_Fragmento proporcionado_
————————

Su descubrimiento fue un asombro en la garganta del gran Piru Gaínza. Se buscaban futbolistas para formar el primero equipo juvenil en la historia del Athletic y alguien le dijo al mago que en Sestao vivía un chaval que dominaba a todas las pandillas del pueblo. Aquel chico había sido el mejor del colegio La Salle y alguien le había reclutado para el patronato deportivo. Con sus amigos, había formado un equipo, llamado "Los Boinas" que se las tenían tiesas con los de Barakaldo. "Aquí estamos los boinas, todos con alpargatas y no les tenemos miedo a esos chulos de corbata", cantaban antes de los partidos, y Uriarte, arrollador, se los comía vivos. Huelga decir que pasó la prueba, que firmó por el Athletic y que fue el principal protagonista en la primera Copa Juvenil en la historia del club.

Allí, él era un hombre entre niños y en el primer equipo fue un niño que aprendió a ser hombre. Su extraordinaria conexión con Rojo aún se recuerda en los mentideros del estadio, igual que el día que Kubala le llamó para la selección, cosa extraña por entonces o el día en el que vieron aparecer a Julen Guerrero y alguien quiso decir que aquella manera de jugar tan inteligente y aquella forma de llegar al área sin ser detectado, ya lo había visto antes en la figura de Fidel Uriarte.

————————

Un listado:
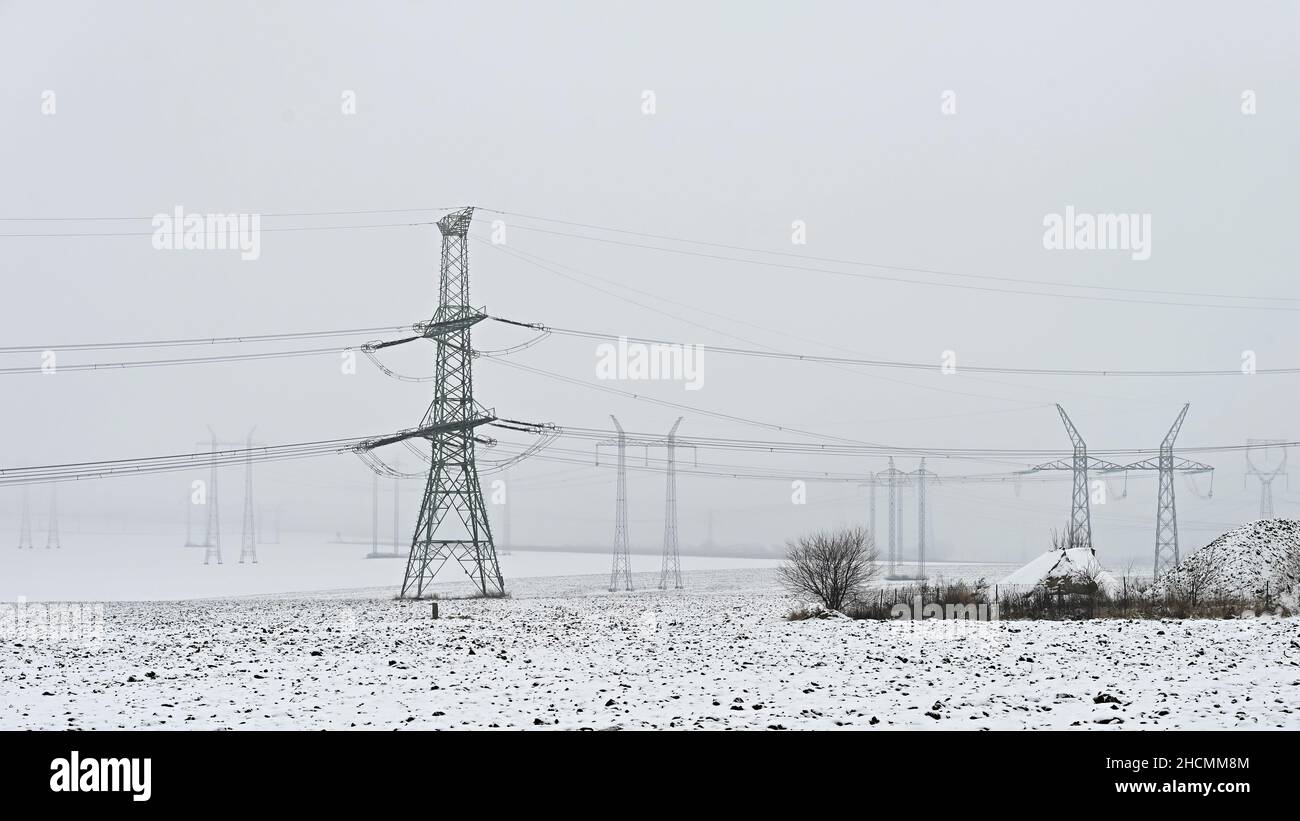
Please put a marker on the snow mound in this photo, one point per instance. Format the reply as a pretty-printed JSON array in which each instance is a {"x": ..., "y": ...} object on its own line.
[
  {"x": 1073, "y": 567},
  {"x": 1243, "y": 561}
]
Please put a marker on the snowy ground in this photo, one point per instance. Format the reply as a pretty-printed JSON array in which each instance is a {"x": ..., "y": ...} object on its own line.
[{"x": 563, "y": 654}]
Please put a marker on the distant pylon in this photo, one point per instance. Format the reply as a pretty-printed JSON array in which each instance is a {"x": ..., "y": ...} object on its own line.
[
  {"x": 453, "y": 520},
  {"x": 871, "y": 509},
  {"x": 248, "y": 544},
  {"x": 622, "y": 555},
  {"x": 52, "y": 530},
  {"x": 1265, "y": 474},
  {"x": 893, "y": 479},
  {"x": 25, "y": 529},
  {"x": 1080, "y": 512},
  {"x": 671, "y": 556},
  {"x": 212, "y": 539},
  {"x": 922, "y": 474},
  {"x": 1166, "y": 515}
]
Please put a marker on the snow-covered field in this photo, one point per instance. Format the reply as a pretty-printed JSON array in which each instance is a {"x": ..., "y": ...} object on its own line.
[{"x": 563, "y": 654}]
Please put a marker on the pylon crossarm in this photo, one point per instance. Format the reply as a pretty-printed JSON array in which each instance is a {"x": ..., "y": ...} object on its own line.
[
  {"x": 436, "y": 329},
  {"x": 388, "y": 343},
  {"x": 428, "y": 431}
]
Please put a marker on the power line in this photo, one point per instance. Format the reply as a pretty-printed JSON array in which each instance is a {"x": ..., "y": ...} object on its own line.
[
  {"x": 146, "y": 465},
  {"x": 298, "y": 227},
  {"x": 206, "y": 341},
  {"x": 874, "y": 363},
  {"x": 897, "y": 268},
  {"x": 265, "y": 214},
  {"x": 165, "y": 363}
]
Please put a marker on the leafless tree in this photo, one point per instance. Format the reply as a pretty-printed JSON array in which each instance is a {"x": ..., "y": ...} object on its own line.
[{"x": 831, "y": 565}]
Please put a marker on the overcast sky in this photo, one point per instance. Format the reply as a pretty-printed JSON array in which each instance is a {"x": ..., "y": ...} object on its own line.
[{"x": 765, "y": 113}]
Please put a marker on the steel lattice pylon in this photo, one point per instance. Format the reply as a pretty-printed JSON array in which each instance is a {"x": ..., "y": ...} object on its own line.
[
  {"x": 895, "y": 479},
  {"x": 671, "y": 555},
  {"x": 449, "y": 424},
  {"x": 1264, "y": 474},
  {"x": 1166, "y": 515},
  {"x": 622, "y": 556},
  {"x": 922, "y": 474},
  {"x": 1080, "y": 512}
]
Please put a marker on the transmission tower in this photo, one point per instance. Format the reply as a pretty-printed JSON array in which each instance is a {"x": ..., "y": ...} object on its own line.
[
  {"x": 52, "y": 530},
  {"x": 449, "y": 424},
  {"x": 1080, "y": 512},
  {"x": 1166, "y": 464},
  {"x": 893, "y": 479},
  {"x": 671, "y": 556},
  {"x": 1166, "y": 512},
  {"x": 622, "y": 556},
  {"x": 212, "y": 539},
  {"x": 25, "y": 529},
  {"x": 248, "y": 544},
  {"x": 1265, "y": 474}
]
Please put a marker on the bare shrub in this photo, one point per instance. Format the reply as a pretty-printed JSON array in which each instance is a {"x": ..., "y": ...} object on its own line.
[
  {"x": 1197, "y": 578},
  {"x": 831, "y": 565}
]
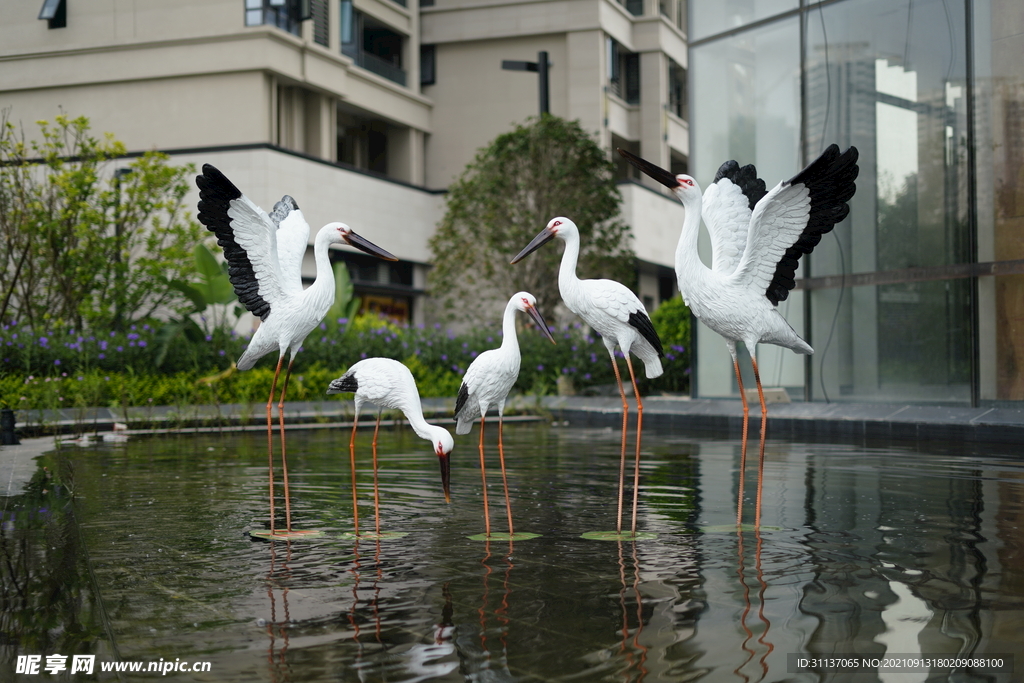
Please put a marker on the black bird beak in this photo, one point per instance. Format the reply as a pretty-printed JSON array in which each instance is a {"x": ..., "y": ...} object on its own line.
[
  {"x": 445, "y": 464},
  {"x": 542, "y": 239},
  {"x": 656, "y": 172},
  {"x": 363, "y": 244},
  {"x": 536, "y": 314}
]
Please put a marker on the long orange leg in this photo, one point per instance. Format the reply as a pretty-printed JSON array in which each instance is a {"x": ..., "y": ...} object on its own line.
[
  {"x": 483, "y": 476},
  {"x": 742, "y": 445},
  {"x": 377, "y": 498},
  {"x": 636, "y": 467},
  {"x": 761, "y": 449},
  {"x": 505, "y": 481},
  {"x": 269, "y": 436},
  {"x": 622, "y": 459},
  {"x": 351, "y": 457},
  {"x": 284, "y": 456}
]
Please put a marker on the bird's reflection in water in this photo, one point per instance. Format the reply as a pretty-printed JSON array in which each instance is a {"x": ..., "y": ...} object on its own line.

————————

_Problemas por resolver_
**A)** Responde a partir del texto sobre Fidel Uriarte:
(i) ¿Cómo se llamaba el equipo que formó con sus amigos?
(ii) ¿Con quién tuvo una extraordinaria conexión en el primer equipo?
(iii) ¿Quién lo llamó para la selección?
**B)** Reproduce sin cambios todo lo que va en el texto sobre Fidel Uriarte desde "Allí, él era" hasta "de Fidel Uriarte.".
**C)** Prosigue el texto sobre Fidel Uriarte a partir de su última frase.
El listado no interviene en nada de esto.

_Resultados esperados_
**A)**
(i) Los Boinas.
(ii) Con Rojo.
(iii) Kubala.

**B)**
Allí, él era un hombre entre niños y en el primer equipo fue un niño que aprendió a ser hombre. Su extraordinaria conexión con Rojo aún se recuerda en los mentideros del estadio, igual que el día que Kubala le llamó para la selección, cosa extraña por entonces o el día en el que vieron aparecer a Julen Guerrero y alguien quiso decir que aquella manera de jugar tan inteligente y aquella forma de llegar al área sin ser detectado, ya lo había visto antes en la figura de Fidel Uriarte.

**C)**
Con el Athletic anotó ciento veinte goles y estuvo a punto de ganar una liga, la del setenta, pero los nervios y las causas ajenas se lo impidieron. Pero él nunca fue de lamentarse sino de tirar hacia delante, siempre con su mirada felina y su pelo encrespado, indomable. Pura potencia al servicio del Athletic. El León de Urbinaga, como le citaban en las crónicas era pura potencia y no tardó en hacerse un hueco en el once titular del equipo. Y eso que el equipo ya tenía a su interior izquierda, pero era tan el empuje de Uriarte que Txetxu Rojo se vio obligado a coger el once y reconvertirse en un extraordinario extremo izquierdo. Apenas pasaba del metro setenta pero era feroz en el remate de cabeza gracias a su asombrosa capacidad de salto y a su inigualable intuición. Quien mejor le entendió fue Ronnie Allen, aquel entrenador inglés que dejó huella en Bilbao, le dio el diez a Clemente y convenció a Uriarte de que, aunque jugase con el ocho, él era su hombre clave. Cuando Uriarte no jugaba, el Athletic bajaba una marcha.

La muestra más clara de la energía que Uriarte insuflaba a su tropa fue el cinco a cero que le endosaron al Real Madrid en San Mamés una fría tarde de febrero de 1970. Aquel día, el Athletic volaba en el barro y Uriarte hizo boquear a Velázquez, porque aquel centrocampista con alma de delantero no cejaba en su empeño. Iba y venía, venía y volvía a ir, infatigable, puso en pie a San Mamés como en tantas tardes de gloria. Nadie podía suponer que aquella soleada tarde de marzo del setenta y cuatro, en Málaga, jugaría su último partido con la camiseta del Athletic.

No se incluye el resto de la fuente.